§ SOURCE EXCERPT:
# Trailer chocks, and anything else I need?



## horselovinguy (Oct 1, 2013)

Depending upon the safety package you bought, not only are chocks a good idea but so is planks, like 2 inch thick by {how wide are your tires?} 12" the length of your fender to back the trailer up and onto keeping tires out of the dirt and allowing airflow better under the trailer.
Several boards to stack and place under the trailer jack on so you aren't cranking the entire mechanism full height..
One of the biggest for us is to have wheel covers and use them faithfully if the trailer is sitting so sun damage not dry-rot your tires. Texas has much the same sun rays and heat so tire damage occurs to easily...be proactive.
And... a hitch lock.
We have one that completely covers the opening so it can not be hitched to a vehicle...
When you get the truck if you leave in your slide, lock that too especially if you do equalizing bars as those slide-ins are expensive to replace!!
Grease the hitch on the ball or inside the hitch itself and keep them free of abrasive sand always for the life of the hitch.
*🐴... *


----------



## boots (Jan 16, 2012)

How exciting. My trailer is very similar to yours. 

I use rubber chocks that I picked up at my local farm supply store. They have served me well for 9 years. I can use rubber for my horse trailer because I'm not in an environment where there is diesel, gas, or other solvents on the ground. Those degrade rubber over time. Otherwise I'd use the urethane type. 

However, if the ground is really muddy I use a short length of railroad tie. 

I only chock one tire.


----------



## dogpatch (Dec 26, 2017)

horselovinguy said:


> When you get the truck if you leave in your slide, lock that too especially if you do equalizing bars as those slide-ins are expensive to replace!!
> Grease the hitch on the ball or inside the hitch itself and keep them free of abrasive sand always for the life of the hitch.

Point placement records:
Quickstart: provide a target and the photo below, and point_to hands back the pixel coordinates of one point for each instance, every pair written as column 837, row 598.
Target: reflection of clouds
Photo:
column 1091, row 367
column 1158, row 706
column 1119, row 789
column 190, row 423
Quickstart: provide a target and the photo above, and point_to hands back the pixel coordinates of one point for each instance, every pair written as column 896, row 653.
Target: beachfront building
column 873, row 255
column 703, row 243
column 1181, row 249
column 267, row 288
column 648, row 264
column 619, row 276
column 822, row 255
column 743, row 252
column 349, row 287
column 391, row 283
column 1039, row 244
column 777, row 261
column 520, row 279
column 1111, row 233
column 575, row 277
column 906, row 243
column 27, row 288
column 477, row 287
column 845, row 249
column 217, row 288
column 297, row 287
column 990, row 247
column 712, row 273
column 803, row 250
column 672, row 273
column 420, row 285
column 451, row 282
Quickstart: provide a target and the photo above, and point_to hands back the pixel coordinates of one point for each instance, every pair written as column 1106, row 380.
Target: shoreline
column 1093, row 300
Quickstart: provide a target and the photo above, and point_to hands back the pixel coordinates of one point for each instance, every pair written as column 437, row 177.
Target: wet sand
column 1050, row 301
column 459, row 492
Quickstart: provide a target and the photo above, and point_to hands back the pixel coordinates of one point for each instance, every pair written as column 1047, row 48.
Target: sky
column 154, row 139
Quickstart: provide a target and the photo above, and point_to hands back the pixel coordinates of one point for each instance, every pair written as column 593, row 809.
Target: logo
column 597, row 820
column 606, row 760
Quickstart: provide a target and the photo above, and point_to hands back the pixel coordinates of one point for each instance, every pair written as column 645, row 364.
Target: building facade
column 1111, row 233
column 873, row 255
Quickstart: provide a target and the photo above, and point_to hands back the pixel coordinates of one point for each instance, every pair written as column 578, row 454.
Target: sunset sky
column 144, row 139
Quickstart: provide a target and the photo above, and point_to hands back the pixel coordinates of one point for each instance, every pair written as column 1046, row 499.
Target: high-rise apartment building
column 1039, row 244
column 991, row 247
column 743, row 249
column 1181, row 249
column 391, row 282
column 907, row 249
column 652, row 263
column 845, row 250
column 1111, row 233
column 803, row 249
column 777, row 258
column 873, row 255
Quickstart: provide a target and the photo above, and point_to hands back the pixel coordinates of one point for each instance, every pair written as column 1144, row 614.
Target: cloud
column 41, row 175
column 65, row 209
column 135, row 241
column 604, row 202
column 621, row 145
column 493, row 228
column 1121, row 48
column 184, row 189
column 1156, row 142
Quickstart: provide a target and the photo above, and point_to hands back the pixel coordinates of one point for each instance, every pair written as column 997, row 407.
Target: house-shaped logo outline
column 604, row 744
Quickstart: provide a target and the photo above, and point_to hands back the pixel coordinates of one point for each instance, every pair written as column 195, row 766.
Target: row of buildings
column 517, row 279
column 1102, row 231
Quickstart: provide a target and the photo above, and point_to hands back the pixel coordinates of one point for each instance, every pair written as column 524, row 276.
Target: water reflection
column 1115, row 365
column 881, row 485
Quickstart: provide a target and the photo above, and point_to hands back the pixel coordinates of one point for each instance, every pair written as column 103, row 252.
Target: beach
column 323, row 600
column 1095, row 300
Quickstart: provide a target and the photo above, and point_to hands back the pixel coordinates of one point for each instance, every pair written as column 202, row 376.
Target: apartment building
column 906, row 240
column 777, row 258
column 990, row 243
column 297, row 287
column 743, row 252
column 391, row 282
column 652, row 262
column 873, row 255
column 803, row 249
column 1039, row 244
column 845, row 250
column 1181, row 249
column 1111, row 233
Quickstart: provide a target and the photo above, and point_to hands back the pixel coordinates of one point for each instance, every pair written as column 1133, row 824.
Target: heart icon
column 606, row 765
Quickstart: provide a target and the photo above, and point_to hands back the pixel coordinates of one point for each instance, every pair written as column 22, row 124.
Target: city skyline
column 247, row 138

§ REQUIRED ACTIONS:
a) Name each user who posts in the trailer chocks thread, with the date shown beside their name.
b) Carry the trailer chocks thread forward from its final quoted lines.

§ THE ANSWERS:
a)
horselovinguy (Oct 1, 2013)
boots (Jan 16, 2012)
dogpatch (Dec 26, 2017)

b)
> *🐴... *


We just went through this, setting up a new EAZlift ball mount on a new truck. The slide in ball mount was $200! We bought a locking pin for it. Then it had to be set up for the expected tongue weight of the trailer. Fortunately we had bars. Had to find a ball rated for the expected weight of the trailer, and new safety chains for the trailer as the old ones were too short - and probably not strong enough anyway. We bought heavier chains. Now we are trying to figure out how long the emergency brake lanyard needs to be. Shorter than the chains, but long enough for turns. And where to attach it to the truck. 

We hauled to the park last week, where the parking lot was crowded. I was surprised to see we were the only ones with a weight distributing hitch. Oh, and the new truck has built in sway control. If I hadn't discovered that, we'd have put a sway bar on it.


----------



## ACinATX (Sep 12, 2018)

The sway control has to be set up on both the trailer and the truck, is that correct? I think that's what they told me. I paid extra to get whatever was needed on the trailer end, but I think he told me that I'd have to have the other part installed on the truck, and since we're going to be renting a truck for now that's not an option.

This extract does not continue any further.